PROBLEM STATEMENT - Filter the entries below, keeping every line that contains the word "background", and copy those lines. Case counts.

━━━ INPUT RECORDS ━━━

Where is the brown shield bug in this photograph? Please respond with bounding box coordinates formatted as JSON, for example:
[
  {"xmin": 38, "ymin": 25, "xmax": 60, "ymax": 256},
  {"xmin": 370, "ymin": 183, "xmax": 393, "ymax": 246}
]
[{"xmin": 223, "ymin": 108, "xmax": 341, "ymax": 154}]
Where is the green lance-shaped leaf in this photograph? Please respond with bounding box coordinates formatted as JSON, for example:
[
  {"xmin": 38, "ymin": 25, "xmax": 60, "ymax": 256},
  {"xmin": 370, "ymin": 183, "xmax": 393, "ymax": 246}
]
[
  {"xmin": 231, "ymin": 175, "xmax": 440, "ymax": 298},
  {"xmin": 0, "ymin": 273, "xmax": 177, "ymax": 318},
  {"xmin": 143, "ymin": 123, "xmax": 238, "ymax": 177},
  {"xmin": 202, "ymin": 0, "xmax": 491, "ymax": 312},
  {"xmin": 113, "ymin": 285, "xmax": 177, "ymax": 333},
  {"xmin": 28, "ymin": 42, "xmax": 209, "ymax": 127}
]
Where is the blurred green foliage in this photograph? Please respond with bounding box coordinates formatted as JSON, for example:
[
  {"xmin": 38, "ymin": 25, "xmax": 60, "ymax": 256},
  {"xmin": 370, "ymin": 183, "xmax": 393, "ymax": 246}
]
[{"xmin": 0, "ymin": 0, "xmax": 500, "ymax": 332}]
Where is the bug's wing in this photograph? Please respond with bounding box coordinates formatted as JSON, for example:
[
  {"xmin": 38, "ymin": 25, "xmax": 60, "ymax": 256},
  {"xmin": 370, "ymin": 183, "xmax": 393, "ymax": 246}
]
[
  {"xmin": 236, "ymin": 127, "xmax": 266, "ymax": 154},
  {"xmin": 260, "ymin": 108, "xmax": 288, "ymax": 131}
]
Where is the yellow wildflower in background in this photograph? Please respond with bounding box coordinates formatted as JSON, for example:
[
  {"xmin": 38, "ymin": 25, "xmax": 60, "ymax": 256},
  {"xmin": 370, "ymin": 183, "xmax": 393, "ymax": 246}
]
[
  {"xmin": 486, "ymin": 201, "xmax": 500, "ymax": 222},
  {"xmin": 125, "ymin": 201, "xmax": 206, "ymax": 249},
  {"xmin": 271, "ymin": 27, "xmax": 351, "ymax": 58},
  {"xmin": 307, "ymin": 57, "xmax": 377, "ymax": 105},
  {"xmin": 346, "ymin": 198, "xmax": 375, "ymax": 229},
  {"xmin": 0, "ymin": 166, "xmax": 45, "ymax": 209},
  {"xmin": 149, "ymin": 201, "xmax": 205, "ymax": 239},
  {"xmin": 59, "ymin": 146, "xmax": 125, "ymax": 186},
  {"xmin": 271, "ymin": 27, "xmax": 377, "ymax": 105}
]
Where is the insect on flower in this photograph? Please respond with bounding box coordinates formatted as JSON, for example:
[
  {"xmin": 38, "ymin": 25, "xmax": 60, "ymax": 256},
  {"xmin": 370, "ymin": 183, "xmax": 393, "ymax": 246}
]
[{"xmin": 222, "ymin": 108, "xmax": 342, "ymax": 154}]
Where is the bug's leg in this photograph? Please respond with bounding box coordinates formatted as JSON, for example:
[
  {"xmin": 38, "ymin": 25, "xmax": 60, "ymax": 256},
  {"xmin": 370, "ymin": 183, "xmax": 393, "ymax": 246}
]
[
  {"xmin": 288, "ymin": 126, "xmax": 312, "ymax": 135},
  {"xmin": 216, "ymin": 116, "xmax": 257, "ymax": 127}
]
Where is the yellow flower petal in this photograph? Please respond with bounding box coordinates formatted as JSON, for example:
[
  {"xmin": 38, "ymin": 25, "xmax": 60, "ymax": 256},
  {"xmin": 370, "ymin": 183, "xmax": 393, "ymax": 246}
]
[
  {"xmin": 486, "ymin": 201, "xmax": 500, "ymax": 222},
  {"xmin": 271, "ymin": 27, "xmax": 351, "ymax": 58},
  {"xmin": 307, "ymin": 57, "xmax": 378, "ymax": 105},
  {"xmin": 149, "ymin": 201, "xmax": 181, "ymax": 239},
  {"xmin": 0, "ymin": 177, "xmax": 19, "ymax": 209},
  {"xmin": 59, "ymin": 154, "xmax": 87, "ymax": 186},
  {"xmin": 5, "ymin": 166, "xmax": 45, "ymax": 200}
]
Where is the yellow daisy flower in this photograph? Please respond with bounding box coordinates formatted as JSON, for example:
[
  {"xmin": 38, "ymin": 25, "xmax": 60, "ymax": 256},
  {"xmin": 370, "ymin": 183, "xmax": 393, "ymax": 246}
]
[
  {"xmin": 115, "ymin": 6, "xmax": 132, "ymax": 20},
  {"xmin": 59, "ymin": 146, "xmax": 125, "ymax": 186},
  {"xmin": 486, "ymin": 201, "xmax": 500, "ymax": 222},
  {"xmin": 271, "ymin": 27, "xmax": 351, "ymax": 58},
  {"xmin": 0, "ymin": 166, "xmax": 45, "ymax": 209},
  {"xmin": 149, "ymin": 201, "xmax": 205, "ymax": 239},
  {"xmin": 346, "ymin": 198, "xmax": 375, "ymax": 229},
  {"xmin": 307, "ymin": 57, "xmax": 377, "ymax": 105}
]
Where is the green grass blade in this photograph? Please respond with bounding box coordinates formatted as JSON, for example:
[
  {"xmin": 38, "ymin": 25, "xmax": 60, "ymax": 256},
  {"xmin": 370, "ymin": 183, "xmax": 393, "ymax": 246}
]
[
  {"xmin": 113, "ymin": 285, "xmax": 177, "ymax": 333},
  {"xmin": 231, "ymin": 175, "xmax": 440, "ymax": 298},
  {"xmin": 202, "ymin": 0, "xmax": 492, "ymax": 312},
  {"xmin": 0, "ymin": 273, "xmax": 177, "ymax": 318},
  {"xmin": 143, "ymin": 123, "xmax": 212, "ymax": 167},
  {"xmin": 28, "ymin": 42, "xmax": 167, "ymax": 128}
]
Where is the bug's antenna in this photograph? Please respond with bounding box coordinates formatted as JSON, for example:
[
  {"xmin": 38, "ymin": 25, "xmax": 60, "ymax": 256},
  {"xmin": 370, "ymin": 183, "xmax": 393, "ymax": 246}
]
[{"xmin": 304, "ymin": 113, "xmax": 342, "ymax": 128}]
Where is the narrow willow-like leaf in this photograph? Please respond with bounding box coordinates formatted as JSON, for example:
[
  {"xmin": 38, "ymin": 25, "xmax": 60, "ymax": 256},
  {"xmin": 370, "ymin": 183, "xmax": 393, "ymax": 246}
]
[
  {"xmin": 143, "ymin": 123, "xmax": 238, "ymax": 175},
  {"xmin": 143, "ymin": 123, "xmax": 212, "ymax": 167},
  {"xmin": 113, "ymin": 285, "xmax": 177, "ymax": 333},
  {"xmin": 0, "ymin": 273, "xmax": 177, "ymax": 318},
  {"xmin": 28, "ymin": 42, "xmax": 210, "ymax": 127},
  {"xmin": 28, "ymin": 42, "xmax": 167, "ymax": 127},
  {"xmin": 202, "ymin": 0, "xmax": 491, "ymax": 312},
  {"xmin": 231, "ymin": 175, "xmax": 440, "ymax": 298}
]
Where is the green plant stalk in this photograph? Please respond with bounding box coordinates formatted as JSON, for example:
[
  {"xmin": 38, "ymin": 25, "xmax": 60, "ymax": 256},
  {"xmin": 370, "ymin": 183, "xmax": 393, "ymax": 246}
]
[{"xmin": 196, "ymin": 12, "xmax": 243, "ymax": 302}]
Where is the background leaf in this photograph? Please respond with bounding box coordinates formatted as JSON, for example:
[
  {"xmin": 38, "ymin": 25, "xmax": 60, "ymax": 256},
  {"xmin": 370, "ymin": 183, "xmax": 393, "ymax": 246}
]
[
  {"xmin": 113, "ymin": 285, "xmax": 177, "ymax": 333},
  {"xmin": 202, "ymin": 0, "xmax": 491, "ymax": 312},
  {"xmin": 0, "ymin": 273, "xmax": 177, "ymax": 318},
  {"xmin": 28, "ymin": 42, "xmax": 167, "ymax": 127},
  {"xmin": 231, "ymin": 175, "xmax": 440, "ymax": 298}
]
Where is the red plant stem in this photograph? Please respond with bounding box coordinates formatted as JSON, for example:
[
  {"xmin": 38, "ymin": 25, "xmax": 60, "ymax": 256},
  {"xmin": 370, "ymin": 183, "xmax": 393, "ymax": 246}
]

━━━

FINISHED TASK -
Where is the yellow wildflower in background in this photograph? Please respond with bounding box coordinates formatted as JSON, for example:
Where is the background leaf in this photograph? Please respond with bounding box coordinates formatted as JSON, for example:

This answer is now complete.